List every line of the records that contains the string "mask", matching case exactly.

+++++

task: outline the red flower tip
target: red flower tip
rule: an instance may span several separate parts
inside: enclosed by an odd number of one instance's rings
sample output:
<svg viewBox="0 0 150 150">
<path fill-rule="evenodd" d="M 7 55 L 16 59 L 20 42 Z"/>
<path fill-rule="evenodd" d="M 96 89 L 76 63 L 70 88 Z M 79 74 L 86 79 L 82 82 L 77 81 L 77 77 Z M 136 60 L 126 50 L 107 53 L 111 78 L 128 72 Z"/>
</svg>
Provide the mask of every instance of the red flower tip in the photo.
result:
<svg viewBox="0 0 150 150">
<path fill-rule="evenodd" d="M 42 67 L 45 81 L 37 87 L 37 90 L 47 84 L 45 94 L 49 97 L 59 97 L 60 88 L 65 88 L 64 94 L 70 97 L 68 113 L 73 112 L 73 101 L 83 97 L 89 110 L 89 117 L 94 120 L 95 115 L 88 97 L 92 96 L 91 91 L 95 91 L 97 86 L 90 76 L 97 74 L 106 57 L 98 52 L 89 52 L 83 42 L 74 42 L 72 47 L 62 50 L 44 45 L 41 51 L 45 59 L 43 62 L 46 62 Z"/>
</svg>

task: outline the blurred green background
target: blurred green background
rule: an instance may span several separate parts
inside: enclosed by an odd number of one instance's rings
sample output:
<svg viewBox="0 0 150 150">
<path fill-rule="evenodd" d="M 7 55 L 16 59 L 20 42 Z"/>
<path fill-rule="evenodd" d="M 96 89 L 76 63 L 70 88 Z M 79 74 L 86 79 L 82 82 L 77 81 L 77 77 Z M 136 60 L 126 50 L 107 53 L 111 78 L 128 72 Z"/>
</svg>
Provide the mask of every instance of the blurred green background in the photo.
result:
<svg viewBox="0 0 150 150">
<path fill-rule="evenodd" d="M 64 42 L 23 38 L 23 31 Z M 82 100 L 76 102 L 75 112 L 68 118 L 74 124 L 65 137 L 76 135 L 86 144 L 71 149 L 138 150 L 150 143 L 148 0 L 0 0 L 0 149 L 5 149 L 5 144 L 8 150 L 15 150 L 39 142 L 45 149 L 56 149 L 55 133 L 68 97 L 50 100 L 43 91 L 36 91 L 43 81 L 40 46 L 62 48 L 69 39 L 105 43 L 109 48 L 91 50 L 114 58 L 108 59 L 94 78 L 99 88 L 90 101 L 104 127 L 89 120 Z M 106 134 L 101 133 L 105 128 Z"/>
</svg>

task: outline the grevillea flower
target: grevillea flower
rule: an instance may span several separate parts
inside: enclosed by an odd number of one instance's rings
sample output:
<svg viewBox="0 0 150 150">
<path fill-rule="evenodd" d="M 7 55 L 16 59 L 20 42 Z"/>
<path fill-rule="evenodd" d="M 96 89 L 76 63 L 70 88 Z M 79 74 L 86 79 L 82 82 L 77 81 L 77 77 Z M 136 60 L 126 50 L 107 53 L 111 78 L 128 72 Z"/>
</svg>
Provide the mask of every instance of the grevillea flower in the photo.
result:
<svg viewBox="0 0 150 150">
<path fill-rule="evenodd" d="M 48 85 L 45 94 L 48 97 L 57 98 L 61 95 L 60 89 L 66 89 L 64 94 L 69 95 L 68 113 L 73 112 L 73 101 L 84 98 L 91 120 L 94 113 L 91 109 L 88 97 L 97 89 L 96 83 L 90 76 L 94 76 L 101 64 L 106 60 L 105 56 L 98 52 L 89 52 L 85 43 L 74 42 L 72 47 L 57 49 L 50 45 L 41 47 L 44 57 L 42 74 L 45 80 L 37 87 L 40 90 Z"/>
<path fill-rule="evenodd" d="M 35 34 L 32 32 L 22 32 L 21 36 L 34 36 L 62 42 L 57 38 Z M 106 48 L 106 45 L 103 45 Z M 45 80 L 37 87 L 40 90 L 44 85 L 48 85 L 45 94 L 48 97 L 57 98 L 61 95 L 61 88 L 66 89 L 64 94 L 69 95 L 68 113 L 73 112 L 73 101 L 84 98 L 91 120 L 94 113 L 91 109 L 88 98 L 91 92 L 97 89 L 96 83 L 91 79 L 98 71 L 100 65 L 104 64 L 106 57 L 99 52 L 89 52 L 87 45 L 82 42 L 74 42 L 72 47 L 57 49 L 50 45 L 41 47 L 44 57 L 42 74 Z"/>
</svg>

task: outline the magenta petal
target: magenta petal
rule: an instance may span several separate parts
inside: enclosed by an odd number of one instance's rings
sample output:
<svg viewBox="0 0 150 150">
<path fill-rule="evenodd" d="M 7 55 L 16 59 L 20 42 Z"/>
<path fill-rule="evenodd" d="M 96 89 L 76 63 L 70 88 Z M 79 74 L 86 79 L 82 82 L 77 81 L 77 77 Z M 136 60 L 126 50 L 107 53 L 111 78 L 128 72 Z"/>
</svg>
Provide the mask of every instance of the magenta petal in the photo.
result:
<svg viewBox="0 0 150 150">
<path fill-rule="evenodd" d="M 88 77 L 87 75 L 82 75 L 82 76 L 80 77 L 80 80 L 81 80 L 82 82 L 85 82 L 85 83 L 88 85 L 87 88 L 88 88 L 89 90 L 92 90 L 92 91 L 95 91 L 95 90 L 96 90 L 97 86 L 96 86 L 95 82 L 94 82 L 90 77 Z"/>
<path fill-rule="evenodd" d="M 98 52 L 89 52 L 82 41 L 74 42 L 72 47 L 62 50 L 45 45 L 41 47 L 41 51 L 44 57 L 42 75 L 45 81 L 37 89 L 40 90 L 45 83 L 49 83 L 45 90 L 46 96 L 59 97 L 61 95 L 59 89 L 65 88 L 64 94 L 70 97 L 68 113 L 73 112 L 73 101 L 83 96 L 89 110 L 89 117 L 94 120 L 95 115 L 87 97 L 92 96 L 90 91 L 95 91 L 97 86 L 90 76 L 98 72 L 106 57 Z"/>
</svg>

+++++

SOLVED PROBLEM:
Provide the mask of every instance of the red flower tip in the photo.
Provide the mask of every instance of the blurred green background in the photo.
Provide the mask of every instance of the grevillea flower in the photo.
Provide the mask of every instance of the magenta petal in the photo.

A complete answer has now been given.